TASK: Reproduce the passage of the symposium announcement that begins at the words "A. Keith Dunker, Center" and stops after "biological signaling networks.", swapping "pioneer" for "leading figure".

PROVIDED TEXT:
Mini-symposium on Protein design, structure determination and intrinsic structural disorder
The Department of Biology and the REPIN, BRAINSTRUC and PRISM centres are pleased to invite you to a mini-symposium on a range of current and important topics in protein science. No registration is required, and the symposium is open to all.
Ingemar André, Lund University Computational design of protein and peptide self-assembly
Frank DiMaio, University of Washington, Improving protein structure determination through data-driven forcefield optimization
A. Keith Dunker, Indiana University School of Medicine Intrinsically Disordered Proteins, Alternative Splicing, and Post-translational Modification (IDP-AS-PTM): A Toolkit for Developmental Biology
About the speakers
Ingemar André, Department of Biochemistry and Structural Biology, Lund University
Prof. André’s research lies at the interface between computational and experimental protein science, and deals with, for example, designing protein assemblies, using computational structural biology to study evolution and developing and applying methods to study conformational ensembles in solution.
Frank DiMaio, Institute for Protein Design and Department of Biochemistry, University of Washington
Prof. DiMaio develops and uses computational methods to determine protein structure and design new protein sequences. He is part of the internationally renowned institute of protein design where he is part of the development of the Rosetta suite of tools. Recent research includes using Rosetta to refine CryoEM structures and developing improved methods for protein design.
A. Keith Dunker, Center for Computational Biology and Bioinformatics, Department of Biochemistry and Molecular Biology, Indiana University Schools of Medicine and Informatics
Prof. Dunker is a pioneer in the study of intrinsically disordered proteins, and played a central role in defining the concept and demonstrating its many important roles in biology, evolution and disease. Key discoveries include defining sequence features for disorder and thereby developing prediction methods, and in demonstrating how intrinsic disorder is pervasive across all domains of life, and in regulating complex biological signaling networks.

Records taken from a dataset:
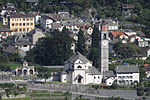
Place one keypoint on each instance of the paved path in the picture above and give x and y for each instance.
(86, 92)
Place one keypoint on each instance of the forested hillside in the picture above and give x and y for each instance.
(102, 8)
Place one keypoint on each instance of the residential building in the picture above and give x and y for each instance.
(5, 32)
(25, 70)
(112, 24)
(127, 8)
(64, 15)
(115, 35)
(144, 42)
(8, 9)
(109, 77)
(4, 20)
(21, 22)
(79, 70)
(127, 75)
(34, 35)
(46, 22)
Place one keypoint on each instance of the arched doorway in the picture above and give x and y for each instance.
(79, 79)
(19, 72)
(25, 72)
(31, 71)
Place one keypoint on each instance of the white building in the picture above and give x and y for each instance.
(126, 75)
(79, 70)
(46, 22)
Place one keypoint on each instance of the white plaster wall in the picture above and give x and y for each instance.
(110, 81)
(135, 77)
(112, 27)
(91, 80)
(64, 78)
(76, 73)
(36, 36)
(25, 48)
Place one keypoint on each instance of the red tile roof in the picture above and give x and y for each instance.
(115, 34)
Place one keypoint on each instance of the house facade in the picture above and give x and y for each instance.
(21, 22)
(25, 70)
(79, 70)
(5, 32)
(127, 75)
(46, 22)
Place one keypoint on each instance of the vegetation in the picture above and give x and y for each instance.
(52, 50)
(10, 61)
(81, 43)
(15, 89)
(17, 99)
(128, 50)
(40, 95)
(44, 73)
(94, 52)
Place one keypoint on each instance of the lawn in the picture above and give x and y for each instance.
(18, 99)
(56, 82)
(13, 65)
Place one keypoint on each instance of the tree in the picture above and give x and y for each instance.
(44, 73)
(94, 52)
(81, 43)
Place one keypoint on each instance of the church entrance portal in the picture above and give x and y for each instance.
(79, 80)
(25, 72)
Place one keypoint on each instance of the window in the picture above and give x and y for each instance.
(79, 66)
(27, 29)
(25, 46)
(16, 24)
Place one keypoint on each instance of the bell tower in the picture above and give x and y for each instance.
(103, 47)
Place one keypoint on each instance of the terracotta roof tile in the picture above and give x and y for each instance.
(115, 34)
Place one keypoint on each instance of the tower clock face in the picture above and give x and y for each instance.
(105, 43)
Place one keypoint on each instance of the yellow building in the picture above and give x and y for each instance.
(21, 22)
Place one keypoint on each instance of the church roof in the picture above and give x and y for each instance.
(77, 56)
(127, 69)
(109, 73)
(92, 70)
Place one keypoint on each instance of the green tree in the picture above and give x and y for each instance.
(94, 52)
(44, 73)
(81, 43)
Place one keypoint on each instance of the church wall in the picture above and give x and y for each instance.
(64, 78)
(93, 79)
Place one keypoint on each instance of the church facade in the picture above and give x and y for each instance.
(79, 70)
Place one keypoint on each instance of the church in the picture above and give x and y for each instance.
(79, 70)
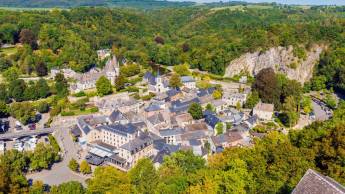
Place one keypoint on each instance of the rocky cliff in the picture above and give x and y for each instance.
(280, 59)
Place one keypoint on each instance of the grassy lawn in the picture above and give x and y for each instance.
(8, 51)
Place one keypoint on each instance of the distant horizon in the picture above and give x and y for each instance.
(294, 2)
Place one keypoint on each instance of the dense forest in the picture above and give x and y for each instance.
(274, 165)
(205, 38)
(146, 4)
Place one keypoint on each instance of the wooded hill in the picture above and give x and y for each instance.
(205, 37)
(146, 4)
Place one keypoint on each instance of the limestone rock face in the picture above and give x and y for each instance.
(280, 59)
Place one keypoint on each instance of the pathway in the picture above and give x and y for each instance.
(60, 173)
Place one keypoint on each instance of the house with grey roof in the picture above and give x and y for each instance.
(315, 183)
(263, 111)
(157, 122)
(188, 82)
(172, 136)
(88, 80)
(132, 151)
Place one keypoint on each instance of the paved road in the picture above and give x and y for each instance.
(60, 173)
(320, 114)
(26, 133)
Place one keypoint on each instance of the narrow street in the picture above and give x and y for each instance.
(60, 173)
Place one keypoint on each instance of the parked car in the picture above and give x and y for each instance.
(32, 126)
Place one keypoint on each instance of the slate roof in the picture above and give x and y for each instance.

RESULT FOR THIS EXERCISE:
A. Keith Dunker, Center for Computational Biology and Bioinformatics, Department of Biochemistry and Molecular Biology, Indiana University Schools of Medicine and Informatics
Prof. Dunker is a leading figure in the study of intrinsically disordered proteins, and played a central role in defining the concept and demonstrating its many important roles in biology, evolution and disease. Key discoveries include defining sequence features for disorder and thereby developing prediction methods, and in demonstrating how intrinsic disorder is pervasive across all domains of life, and in regulating complex biological signaling networks.